** What you should do **
Copy only this range: the line with "Target: man's chin" through the final line of the material, inclusive at both ends.

++++++++++

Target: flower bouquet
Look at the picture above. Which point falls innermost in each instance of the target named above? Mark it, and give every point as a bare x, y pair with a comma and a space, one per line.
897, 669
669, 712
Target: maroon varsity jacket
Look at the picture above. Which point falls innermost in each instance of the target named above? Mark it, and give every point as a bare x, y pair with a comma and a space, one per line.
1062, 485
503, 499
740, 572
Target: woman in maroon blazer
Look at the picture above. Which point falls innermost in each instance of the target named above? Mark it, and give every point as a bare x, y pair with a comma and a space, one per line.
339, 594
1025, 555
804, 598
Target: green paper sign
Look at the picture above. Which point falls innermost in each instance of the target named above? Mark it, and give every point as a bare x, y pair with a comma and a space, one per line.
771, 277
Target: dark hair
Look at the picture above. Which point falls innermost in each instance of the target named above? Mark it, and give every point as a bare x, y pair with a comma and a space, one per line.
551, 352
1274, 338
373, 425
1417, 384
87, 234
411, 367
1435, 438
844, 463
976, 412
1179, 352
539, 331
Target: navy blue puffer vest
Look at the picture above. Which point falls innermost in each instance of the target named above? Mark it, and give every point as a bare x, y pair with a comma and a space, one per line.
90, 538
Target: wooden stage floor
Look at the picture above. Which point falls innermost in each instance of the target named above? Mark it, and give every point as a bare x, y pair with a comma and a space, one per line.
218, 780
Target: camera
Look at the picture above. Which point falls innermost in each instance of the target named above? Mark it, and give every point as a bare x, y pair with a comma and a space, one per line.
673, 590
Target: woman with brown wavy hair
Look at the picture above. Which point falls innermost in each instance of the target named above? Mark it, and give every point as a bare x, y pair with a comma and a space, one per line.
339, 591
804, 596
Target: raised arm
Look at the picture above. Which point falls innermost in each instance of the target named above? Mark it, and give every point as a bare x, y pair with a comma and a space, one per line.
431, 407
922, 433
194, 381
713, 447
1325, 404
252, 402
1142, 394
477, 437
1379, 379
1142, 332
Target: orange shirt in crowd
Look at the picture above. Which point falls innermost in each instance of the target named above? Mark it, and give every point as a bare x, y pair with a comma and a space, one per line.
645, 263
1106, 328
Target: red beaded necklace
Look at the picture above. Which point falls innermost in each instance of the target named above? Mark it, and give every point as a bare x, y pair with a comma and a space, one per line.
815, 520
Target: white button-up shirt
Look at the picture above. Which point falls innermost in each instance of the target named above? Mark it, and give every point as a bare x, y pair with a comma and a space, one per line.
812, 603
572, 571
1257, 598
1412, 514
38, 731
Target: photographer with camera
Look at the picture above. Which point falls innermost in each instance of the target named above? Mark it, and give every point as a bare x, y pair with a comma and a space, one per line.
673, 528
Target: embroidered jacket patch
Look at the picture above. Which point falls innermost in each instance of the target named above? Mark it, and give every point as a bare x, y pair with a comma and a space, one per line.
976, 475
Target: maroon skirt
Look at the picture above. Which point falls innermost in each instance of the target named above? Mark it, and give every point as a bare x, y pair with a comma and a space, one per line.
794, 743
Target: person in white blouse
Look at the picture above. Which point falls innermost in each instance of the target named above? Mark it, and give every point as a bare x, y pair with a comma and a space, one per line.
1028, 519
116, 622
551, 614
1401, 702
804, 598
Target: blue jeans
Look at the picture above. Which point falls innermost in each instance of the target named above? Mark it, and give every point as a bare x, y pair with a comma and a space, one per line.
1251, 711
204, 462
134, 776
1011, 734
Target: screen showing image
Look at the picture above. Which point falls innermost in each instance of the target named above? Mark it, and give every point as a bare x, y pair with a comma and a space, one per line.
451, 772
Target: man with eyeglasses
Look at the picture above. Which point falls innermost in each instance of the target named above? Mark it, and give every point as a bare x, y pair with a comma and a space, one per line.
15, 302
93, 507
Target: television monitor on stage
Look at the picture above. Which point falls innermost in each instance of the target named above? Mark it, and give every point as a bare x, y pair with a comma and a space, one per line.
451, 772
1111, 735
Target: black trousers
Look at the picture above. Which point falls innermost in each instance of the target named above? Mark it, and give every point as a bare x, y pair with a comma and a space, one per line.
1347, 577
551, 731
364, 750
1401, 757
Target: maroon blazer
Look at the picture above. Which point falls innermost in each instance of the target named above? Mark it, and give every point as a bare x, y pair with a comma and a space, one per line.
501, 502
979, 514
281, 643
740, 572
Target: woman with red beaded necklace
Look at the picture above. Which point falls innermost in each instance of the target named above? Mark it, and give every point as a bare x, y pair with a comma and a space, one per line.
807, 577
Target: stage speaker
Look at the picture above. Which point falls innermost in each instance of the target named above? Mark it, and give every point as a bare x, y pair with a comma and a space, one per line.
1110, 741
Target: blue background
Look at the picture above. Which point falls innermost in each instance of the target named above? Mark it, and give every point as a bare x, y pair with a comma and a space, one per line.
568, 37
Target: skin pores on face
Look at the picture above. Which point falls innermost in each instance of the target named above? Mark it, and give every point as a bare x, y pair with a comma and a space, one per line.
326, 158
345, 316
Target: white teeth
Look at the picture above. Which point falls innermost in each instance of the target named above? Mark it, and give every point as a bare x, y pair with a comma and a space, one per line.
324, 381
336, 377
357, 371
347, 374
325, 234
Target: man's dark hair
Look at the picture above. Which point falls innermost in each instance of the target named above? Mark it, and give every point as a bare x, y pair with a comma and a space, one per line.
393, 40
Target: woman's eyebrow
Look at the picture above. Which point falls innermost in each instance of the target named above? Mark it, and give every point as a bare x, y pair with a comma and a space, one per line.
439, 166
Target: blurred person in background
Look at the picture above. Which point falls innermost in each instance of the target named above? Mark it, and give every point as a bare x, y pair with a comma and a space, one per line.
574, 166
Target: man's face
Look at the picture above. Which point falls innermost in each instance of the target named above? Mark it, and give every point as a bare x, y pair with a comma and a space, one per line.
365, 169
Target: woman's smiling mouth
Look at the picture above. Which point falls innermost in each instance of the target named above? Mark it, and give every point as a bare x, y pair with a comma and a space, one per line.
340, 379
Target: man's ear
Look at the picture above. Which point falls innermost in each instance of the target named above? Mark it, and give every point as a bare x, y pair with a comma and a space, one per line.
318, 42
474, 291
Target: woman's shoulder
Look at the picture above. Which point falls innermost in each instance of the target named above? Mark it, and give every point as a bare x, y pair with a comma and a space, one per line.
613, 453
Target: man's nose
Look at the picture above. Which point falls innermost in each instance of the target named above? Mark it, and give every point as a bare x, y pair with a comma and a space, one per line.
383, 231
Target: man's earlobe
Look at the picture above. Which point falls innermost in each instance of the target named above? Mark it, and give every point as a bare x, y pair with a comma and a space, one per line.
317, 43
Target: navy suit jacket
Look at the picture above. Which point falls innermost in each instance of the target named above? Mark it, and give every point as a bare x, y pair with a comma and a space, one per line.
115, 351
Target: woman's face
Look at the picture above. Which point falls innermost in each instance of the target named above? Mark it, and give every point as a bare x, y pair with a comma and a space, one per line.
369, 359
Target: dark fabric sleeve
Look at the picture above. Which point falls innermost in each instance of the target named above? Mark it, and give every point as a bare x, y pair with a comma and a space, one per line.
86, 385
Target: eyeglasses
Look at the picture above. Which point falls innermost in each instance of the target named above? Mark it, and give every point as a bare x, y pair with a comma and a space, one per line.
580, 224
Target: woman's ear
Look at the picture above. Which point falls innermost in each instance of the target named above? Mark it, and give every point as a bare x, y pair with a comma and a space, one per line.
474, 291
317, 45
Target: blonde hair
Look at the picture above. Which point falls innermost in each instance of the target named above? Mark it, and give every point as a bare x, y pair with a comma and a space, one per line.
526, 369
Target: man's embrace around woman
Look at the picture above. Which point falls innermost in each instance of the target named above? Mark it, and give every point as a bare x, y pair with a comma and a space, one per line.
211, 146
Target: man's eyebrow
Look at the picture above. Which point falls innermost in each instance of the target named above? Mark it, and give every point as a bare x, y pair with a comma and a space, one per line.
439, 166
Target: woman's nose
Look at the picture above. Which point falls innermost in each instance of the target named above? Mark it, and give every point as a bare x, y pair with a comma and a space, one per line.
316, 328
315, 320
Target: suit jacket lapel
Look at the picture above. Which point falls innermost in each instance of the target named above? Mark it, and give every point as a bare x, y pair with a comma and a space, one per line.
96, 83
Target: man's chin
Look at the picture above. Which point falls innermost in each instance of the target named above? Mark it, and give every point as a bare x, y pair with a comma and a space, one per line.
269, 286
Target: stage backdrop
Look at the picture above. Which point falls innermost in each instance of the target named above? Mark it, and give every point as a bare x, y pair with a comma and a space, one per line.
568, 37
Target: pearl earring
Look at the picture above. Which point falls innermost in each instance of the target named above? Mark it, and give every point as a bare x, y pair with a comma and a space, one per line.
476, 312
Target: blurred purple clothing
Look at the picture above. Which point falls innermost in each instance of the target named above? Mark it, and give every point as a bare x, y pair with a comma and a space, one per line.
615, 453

++++++++++

** Exercise response **
Target: man's chin
Look at the picture above. Which point falls innermost in each instance of the target named above? Mark it, and give every point as a bare x, y pair with a comma and a space, one per line.
269, 286
Target: stage backdrop
Look at the picture above. Which point falls innermost in each instance of the target named above? Mark it, and give every point as a bare x, y pair with a comma and a space, one per line.
568, 37
Target: pearl earring
Look at the picture above. Which point falls innermost in each instance of the target named above? Mark it, and give every point as a bare x, y pair with a comma and a space, one per line.
476, 312
Target: blurred purple clothing
Look at the picture above. Which point falls innermost in each instance of the target named above? Mark it, and give every point as a bare x, y pair with a comma and a space, one per line.
615, 453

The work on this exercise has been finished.